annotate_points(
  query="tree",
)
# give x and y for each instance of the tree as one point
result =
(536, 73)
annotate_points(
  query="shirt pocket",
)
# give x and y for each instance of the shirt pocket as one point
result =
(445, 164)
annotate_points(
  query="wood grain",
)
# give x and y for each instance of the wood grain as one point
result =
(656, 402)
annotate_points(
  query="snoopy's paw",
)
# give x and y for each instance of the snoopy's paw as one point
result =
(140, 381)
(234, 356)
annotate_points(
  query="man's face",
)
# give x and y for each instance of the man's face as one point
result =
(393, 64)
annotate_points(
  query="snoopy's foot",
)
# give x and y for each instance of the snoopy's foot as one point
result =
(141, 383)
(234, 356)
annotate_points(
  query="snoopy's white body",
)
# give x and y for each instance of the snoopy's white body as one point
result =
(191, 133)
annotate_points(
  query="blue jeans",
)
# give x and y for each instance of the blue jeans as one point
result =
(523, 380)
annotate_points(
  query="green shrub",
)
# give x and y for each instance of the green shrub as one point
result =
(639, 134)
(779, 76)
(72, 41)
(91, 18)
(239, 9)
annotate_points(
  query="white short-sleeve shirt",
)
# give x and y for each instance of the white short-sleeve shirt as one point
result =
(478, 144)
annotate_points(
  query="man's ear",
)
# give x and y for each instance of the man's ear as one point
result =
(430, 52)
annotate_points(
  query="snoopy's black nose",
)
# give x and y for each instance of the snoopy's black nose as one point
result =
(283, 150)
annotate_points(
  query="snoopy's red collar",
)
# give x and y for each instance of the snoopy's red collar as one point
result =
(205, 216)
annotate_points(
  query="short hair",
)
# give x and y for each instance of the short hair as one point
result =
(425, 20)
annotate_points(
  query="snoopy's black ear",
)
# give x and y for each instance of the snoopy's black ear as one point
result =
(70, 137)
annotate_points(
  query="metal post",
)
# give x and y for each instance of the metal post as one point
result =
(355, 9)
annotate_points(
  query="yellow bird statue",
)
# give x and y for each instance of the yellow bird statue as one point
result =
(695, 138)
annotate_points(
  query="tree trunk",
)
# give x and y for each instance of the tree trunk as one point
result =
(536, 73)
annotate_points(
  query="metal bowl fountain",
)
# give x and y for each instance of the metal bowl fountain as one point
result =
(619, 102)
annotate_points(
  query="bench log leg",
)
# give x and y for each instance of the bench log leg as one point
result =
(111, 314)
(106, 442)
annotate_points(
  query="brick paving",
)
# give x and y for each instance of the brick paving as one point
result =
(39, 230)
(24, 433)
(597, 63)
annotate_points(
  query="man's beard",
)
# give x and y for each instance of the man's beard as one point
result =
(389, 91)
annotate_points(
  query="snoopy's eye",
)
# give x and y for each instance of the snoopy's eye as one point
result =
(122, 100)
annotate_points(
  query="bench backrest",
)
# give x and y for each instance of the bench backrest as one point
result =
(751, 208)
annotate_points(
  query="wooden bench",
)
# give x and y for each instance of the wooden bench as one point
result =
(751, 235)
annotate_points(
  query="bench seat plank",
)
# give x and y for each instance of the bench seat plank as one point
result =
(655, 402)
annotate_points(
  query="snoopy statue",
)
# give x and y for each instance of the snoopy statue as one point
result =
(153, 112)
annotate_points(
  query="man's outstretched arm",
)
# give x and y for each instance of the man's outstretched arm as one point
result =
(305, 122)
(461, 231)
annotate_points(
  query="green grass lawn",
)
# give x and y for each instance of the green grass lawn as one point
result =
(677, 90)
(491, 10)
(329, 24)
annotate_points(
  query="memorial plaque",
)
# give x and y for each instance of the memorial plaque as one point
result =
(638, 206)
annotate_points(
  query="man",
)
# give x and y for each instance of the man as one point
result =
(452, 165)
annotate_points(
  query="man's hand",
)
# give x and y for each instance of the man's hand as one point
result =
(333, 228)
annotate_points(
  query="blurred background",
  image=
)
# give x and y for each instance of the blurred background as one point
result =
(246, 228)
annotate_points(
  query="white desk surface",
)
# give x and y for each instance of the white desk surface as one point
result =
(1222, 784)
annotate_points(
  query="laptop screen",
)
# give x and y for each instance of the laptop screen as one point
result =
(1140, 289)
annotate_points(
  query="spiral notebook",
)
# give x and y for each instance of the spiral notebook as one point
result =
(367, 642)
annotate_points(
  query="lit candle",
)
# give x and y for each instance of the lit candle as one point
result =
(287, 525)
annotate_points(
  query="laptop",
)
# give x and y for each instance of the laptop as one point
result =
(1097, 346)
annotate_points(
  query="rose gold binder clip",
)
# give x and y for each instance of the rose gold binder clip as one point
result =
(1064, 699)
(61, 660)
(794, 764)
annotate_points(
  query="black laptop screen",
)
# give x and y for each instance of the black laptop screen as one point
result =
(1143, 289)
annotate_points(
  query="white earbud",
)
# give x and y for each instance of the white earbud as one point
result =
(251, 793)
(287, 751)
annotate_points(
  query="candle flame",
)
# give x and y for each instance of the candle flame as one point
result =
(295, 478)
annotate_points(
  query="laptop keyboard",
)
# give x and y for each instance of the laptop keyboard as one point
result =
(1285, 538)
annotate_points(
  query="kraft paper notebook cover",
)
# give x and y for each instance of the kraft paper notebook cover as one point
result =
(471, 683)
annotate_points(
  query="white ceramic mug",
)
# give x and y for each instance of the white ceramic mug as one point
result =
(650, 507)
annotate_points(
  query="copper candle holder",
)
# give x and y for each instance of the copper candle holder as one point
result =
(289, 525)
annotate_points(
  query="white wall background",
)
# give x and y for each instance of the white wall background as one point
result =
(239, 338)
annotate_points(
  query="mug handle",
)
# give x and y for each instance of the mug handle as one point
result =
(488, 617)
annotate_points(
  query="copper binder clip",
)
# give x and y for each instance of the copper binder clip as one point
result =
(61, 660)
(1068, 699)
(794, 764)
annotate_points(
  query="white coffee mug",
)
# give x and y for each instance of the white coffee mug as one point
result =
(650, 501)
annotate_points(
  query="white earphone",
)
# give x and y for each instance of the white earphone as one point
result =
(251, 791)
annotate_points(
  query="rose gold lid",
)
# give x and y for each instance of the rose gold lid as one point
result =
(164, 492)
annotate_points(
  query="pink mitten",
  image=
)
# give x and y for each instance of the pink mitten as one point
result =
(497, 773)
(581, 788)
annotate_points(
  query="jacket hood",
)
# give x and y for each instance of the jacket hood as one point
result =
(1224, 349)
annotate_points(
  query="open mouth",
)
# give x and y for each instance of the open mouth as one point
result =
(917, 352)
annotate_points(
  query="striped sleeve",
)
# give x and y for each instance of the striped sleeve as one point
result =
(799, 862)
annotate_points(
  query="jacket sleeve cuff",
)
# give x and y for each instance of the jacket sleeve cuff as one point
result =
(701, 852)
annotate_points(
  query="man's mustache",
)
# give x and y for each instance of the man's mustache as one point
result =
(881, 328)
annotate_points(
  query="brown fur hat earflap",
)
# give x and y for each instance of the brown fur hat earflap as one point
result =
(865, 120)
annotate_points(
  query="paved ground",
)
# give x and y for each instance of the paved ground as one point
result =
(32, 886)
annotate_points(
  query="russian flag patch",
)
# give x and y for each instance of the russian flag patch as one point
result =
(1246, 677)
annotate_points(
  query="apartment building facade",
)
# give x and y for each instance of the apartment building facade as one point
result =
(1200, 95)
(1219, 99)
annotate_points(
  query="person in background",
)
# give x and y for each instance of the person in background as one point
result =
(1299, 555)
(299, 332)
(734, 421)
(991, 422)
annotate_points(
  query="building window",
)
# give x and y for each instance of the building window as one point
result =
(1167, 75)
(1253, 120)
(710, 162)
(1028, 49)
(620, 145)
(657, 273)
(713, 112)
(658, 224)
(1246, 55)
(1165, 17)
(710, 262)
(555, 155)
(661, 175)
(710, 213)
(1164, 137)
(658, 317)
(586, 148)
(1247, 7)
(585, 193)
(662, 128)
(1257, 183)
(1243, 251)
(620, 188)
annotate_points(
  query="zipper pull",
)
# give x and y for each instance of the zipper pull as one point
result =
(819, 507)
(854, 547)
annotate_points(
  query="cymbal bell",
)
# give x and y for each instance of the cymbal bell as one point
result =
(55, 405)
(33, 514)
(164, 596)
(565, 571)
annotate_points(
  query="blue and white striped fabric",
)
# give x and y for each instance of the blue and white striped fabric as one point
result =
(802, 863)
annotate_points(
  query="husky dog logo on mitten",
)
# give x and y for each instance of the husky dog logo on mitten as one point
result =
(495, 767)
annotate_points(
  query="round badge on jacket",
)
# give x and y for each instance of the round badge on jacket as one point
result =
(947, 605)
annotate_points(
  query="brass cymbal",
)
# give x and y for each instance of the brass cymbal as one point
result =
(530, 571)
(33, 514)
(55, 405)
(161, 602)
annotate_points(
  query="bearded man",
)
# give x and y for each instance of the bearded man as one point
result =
☆ ☆ ☆ ☆ ☆ ☆ ☆
→ Written instruction: Select every line in the entries above that contains the word "striped", matching case exactly.

→ Solution to the exercise:
  query="striped sleeve",
# give x and y for each instance of the striped sleeve as one point
  query="blue and white striped fabric",
# give x and y for each instance of the blue and white striped fabric as one point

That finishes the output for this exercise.